_PROBLEMS_:
a) Return the passage of the Hornful of Soul article from "Studio album by" up to and including "the Bethlehem label.", copied word for word.
b) Rewrite the lines of the records from the line with "target: street lamp post" up to and including the line with "M117 332L114 331L114 358L117 358Z" as a Markdown table with the columns Row and Line. Number each row and leave out blank lines.

Studio album by Bennie Green
- Released: 1961
- Recorded: December 1960
- Genre: Jazz
- Length: 38:30
- Label: Bethlehem

Bennie Green chronology
| Bennie Green (1960) | Hornful of Soul (1961) | Glidin' Along (1961) |

= Hornful of Soul =

Hornful of Soul (also released as Catwalk) is an album by American trombonist Bennie Green recorded in 1960 and released on the Bethlehem label.

==Reception==

The Allmusic review by Scott Yanow awarded the album 4 stars calling it "Fine music that has long been overlooked".

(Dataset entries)
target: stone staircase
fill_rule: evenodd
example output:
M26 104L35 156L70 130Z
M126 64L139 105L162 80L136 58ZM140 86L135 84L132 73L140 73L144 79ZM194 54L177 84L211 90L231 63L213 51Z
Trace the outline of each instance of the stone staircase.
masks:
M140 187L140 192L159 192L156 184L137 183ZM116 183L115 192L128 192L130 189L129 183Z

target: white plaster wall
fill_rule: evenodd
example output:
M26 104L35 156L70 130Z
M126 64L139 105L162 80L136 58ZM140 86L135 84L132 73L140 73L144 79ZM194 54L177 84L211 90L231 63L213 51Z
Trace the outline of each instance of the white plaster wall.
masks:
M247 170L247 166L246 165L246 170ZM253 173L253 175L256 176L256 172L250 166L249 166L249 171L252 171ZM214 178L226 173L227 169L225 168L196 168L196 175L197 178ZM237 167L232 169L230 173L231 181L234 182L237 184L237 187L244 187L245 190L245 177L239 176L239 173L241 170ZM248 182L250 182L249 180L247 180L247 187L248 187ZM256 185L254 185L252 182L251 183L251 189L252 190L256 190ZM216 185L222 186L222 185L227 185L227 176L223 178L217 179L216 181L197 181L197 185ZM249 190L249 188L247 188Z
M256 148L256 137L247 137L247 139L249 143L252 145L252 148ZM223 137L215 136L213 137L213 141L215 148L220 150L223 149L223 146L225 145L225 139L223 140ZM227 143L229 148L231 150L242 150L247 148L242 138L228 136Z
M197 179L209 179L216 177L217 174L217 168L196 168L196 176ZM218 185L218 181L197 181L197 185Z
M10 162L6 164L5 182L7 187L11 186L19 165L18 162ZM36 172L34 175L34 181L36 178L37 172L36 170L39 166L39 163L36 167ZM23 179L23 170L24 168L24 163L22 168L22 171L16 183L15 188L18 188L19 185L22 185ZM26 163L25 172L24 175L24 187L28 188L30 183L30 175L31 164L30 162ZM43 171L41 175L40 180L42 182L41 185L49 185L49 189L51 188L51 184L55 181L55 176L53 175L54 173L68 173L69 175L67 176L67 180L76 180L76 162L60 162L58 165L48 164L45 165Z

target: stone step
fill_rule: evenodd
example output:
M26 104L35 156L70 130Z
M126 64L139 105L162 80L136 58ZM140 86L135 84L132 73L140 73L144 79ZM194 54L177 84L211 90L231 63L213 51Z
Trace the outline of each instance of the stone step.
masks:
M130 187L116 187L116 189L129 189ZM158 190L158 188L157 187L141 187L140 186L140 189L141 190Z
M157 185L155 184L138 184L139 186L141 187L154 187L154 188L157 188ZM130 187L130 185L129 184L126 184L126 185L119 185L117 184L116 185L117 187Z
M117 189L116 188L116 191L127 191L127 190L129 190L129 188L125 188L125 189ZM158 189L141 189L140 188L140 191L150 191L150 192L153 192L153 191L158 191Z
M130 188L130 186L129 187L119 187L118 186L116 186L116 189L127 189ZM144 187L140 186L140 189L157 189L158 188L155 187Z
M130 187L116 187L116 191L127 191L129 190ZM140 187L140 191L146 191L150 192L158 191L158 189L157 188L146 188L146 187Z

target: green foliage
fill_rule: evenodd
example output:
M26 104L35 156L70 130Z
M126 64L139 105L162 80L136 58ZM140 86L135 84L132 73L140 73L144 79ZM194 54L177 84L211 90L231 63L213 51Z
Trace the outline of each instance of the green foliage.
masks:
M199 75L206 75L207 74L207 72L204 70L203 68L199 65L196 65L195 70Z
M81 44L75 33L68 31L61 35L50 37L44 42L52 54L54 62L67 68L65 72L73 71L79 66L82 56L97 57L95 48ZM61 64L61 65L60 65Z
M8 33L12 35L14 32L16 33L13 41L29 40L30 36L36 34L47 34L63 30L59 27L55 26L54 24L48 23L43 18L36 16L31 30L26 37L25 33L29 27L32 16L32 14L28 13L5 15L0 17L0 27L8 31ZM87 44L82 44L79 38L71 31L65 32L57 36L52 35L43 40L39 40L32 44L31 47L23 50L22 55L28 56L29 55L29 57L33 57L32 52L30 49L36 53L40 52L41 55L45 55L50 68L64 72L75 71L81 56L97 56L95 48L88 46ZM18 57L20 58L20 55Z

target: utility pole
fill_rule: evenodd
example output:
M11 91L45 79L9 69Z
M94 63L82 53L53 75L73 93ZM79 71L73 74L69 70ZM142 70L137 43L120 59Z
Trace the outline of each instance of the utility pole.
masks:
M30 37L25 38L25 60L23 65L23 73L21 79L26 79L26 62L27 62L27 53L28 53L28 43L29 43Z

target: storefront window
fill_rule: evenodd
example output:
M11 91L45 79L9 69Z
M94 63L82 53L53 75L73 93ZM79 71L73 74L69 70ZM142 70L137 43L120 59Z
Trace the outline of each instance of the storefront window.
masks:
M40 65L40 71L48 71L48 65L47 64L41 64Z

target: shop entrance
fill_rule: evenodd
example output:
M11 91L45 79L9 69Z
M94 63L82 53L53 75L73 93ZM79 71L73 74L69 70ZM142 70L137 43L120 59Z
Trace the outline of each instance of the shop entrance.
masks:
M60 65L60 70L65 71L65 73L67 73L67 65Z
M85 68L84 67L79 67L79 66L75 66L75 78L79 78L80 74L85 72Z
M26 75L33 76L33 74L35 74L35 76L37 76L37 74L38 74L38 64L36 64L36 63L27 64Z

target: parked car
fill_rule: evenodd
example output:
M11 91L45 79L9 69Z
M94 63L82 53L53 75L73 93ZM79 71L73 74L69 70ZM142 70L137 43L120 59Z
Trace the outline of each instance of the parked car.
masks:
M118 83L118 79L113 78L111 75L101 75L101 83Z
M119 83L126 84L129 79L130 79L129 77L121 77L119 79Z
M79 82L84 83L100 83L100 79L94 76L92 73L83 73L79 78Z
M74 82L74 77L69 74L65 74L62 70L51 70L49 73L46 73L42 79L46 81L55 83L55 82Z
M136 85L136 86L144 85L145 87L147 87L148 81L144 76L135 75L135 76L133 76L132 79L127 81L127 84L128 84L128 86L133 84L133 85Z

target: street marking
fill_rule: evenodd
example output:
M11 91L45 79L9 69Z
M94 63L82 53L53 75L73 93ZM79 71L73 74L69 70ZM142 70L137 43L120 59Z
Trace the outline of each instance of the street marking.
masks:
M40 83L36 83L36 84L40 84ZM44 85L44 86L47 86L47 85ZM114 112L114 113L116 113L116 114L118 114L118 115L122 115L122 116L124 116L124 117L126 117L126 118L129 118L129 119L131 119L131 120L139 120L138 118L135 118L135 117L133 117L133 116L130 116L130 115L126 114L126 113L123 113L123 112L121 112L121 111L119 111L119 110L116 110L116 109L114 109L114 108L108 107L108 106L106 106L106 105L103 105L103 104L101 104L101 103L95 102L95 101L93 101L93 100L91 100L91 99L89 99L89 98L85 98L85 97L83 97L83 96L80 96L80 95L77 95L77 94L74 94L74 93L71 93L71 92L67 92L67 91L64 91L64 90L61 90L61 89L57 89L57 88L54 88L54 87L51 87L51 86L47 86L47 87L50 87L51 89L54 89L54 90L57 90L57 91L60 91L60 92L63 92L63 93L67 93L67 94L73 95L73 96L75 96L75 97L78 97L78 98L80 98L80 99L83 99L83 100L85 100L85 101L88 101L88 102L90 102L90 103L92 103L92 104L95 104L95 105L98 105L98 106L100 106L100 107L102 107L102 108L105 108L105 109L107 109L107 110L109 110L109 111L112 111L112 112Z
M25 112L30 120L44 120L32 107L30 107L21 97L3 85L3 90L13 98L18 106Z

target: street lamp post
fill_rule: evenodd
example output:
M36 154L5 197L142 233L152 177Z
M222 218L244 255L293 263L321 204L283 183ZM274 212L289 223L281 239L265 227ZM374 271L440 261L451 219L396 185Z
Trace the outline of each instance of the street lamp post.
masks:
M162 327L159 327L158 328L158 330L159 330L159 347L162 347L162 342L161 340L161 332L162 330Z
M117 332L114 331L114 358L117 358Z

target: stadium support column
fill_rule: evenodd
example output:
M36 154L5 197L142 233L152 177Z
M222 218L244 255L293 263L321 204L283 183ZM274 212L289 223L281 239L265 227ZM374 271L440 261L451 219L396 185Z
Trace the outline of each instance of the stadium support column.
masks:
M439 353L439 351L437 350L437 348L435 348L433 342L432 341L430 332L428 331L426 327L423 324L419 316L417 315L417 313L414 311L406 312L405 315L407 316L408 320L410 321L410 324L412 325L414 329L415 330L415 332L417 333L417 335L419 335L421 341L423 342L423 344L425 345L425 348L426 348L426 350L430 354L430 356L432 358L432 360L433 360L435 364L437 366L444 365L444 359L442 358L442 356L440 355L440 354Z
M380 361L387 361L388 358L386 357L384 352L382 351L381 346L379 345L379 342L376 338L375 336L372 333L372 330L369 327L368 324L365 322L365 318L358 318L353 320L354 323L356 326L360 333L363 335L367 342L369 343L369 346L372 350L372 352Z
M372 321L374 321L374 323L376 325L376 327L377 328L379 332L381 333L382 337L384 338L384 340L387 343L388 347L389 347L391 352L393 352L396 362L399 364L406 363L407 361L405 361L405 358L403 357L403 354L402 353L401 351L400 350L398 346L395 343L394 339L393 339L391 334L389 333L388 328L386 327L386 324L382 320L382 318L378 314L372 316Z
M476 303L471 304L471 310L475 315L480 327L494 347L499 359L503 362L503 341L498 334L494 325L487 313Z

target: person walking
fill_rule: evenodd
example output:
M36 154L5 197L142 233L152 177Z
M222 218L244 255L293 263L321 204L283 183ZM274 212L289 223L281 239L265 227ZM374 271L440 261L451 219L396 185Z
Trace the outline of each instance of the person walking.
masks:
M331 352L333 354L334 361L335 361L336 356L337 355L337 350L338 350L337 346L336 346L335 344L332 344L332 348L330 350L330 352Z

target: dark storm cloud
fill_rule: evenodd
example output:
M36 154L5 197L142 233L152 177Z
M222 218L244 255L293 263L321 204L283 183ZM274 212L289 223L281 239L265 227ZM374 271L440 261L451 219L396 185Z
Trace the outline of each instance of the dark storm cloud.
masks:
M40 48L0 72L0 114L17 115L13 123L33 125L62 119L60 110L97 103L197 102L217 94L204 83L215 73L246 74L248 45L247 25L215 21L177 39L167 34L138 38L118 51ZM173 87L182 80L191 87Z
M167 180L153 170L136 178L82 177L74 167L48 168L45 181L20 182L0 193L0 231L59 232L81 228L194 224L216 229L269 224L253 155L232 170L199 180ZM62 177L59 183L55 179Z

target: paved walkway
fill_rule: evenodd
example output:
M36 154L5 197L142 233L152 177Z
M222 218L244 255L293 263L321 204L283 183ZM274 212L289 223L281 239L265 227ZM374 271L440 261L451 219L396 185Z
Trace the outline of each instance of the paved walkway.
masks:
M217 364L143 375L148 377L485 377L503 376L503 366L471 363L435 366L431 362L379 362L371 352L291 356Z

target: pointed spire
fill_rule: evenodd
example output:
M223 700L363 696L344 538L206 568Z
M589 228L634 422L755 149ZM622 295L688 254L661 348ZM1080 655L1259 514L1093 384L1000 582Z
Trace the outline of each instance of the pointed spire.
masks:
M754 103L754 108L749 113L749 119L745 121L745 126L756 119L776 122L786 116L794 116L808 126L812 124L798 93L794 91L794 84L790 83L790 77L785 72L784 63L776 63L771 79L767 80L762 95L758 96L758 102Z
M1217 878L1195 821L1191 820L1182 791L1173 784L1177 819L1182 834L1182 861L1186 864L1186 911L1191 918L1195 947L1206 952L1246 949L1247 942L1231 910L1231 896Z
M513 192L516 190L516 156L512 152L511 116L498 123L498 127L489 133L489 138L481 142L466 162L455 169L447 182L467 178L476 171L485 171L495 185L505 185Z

_PER-TASK OUTPUTS_:
a)
Studio album by Bennie Green
- Released: 1961
- Recorded: December 1960
- Genre: Jazz
- Length: 38:30
- Label: Bethlehem

Bennie Green chronology
| Bennie Green (1960) | Hornful of Soul (1961) | Glidin' Along (1961) |

= Hornful of Soul =

Hornful of Soul (also released as Catwalk) is an album by American trombonist Bennie Green recorded in 1960 and released on the Bethlehem label.

b)
| Row | Line |
|---|---|
| 1 | target: street lamp post |
| 2 | fill_rule: evenodd |
| 3 | example output: |
| 4 | M36 154L5 197L142 233L152 177Z |
| 5 | M222 218L244 255L293 263L321 204L283 183ZM274 212L289 223L281 239L265 227ZM374 271L440 261L451 219L396 185Z |
| 6 | Trace the outline of each instance of the street lamp post. |
| 7 | masks: |
| 8 | M162 327L159 327L158 328L158 330L159 330L159 347L162 347L162 342L161 340L161 332L162 330Z |
| 9 | M117 332L114 331L114 358L117 358Z |